Source extract.
Low altitude mobility takes off: Archer’s Midnight flies 55 miles, piloted.
The sleek, electric aircraft lifted off from Salinas, California on a humid August morning and stayed airborne for 31 minutes. When it touched down, Archer Aviation had just completed something significant: the longest piloted flight yet for its flagship Midnight eVTOL, covering 55 miles at speeds exceeding 125 mph.
This wasn’t just another test flight. United Airlines’ CFO Mike Leskinen stood on the tarmac, watching the future of air travel unfold before his eyes. The airline has skin in the game here, having invested early in Archer’s vision of electric air taxis zipping between city centers and airports.
“I was impressed by how quiet the aircraft was,” Leskinen said after the flight. That quiet operation matters when you’re talking about aircraft that will operate in dense urban environments where noise complaints can kill a program faster than technical failures.
The Midnight Takes Flight
Archer’s Midnight represents one of the most promising entries in the crowded eVTOL space. The aircraft carries a pilot plus four passengers, weighs in at around 7,000 pounds maximum takeoff weight, and features an unusual configuration: six tilt propellers that rotate from vertical to horizontal as the aircraft transitions from hover to forward flight.
The latest specs tell an interesting story. The Midnight now demonstrates a cruise speed of 150 mph and a range pushing toward 100 miles, though most missions will likely fall in the 20-50 mile sweet spot. The aircraft operates at about 2,000 feet during cruise flight and produces just 45 decibels of noise in forward flight, quieter than most city traffic.
What makes this aircraft different from a helicopter? The distributed propulsion system spreads the load across twelve electric motors powered by six independent battery packs. If one motor fails, the others keep flying. If one battery pack dies, five others pick up the slack. Redundancy is built into every system.
The 55-mile flight used conventional takeoff and landing rather than the vertical capability that gives eVTOL aircraft their name. But recent test runs have pushed the Midnight to nearly 150 mph, suggesting the aircraft has more performance in reserve.
Racing Against Time and Competition
Archer faces fierce competition in the urban air mobility industry. Joby Aviation leads in many metrics, with more flight hours logged and seemingly faster progress toward FAA certification. Their S4 aircraft promises a 150-mile range and 200 mph top speed, numbers that make Archer’s Midnight look modest by comparison.
Then there’s Lilium from Germany, taking a completely different approach with ducted fans instead of exposed propellers. The Lilium Jet targets regional routes up to 150 miles, positioning itself above the urban air taxi market where Archer plans to compete. But that complexity comes with engineering challenges that could delay production timelines.
Vertical Aerospace rounds out the major players, though they face their own hurdles in bringing aircraft to market. The race isn’t just about who flies first; it’s about who can scale manufacturing, navigate regulations, and build sustainable business models.
How does Midnight’s updated range and speed compare to Joby’s production specs?
Midnight cruises around 150 mph with practical route lengths in the 20 to 50 mile band, while published materials also cite roughly 100 miles in forward flight under favorable conditions; Joby’s production baseline lists up to 200 mph and about 100 miles including reserves. In short, Midnight trades absolute speed and range for rapid turnarounds on short urban hops, while Joby advertises higher top-end performance over about 100 miles.

Record excerpts.

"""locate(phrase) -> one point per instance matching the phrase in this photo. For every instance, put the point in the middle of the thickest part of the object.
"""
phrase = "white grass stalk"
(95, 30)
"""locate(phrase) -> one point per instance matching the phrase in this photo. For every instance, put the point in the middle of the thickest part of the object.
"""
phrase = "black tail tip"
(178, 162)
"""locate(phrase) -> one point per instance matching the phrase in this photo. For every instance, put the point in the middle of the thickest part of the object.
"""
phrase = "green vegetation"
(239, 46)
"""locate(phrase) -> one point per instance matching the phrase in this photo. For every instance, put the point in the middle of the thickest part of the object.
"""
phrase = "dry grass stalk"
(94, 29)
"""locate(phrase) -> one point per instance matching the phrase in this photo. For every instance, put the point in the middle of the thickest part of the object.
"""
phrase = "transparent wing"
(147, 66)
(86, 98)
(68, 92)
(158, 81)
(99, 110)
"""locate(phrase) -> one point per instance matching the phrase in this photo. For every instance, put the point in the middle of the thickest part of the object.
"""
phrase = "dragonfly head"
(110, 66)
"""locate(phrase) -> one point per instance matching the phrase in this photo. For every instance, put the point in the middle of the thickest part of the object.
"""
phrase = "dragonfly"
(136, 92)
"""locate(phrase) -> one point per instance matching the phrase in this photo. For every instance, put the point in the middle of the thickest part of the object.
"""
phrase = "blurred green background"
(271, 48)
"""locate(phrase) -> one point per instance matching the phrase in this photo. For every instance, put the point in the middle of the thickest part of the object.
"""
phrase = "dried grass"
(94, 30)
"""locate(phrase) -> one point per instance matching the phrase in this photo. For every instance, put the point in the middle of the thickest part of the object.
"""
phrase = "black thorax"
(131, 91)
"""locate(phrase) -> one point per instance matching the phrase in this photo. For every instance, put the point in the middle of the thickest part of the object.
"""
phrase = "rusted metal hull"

To do.
a) Copy the Archer Midnight article from "The sleek, electric" up to and including "than technical failures.".
b) According to the Archer Midnight article, how long did the Midnight stay airborne on its 55-mile piloted flight?
You can do these without the rows.

Problem solutions.
a)
The sleek, electric aircraft lifted off from Salinas, California on a humid August morning and stayed airborne for 31 minutes. When it touched down, Archer Aviation had just completed something significant: the longest piloted flight yet for its flagship Midnight eVTOL, covering 55 miles at speeds exceeding 125 mph.
This wasn’t just another test flight. United Airlines’ CFO Mike Leskinen stood on the tarmac, watching the future of air travel unfold before his eyes. The airline has skin in the game here, having invested early in Archer’s vision of electric air taxis zipping between city centers and airports.
“I was impressed by how quiet the aircraft was,” Leskinen said after the flight. That quiet operation matters when you’re talking about aircraft that will operate in dense urban environments where noise complaints can kill a program faster than technical failures.

b) 31 minutes.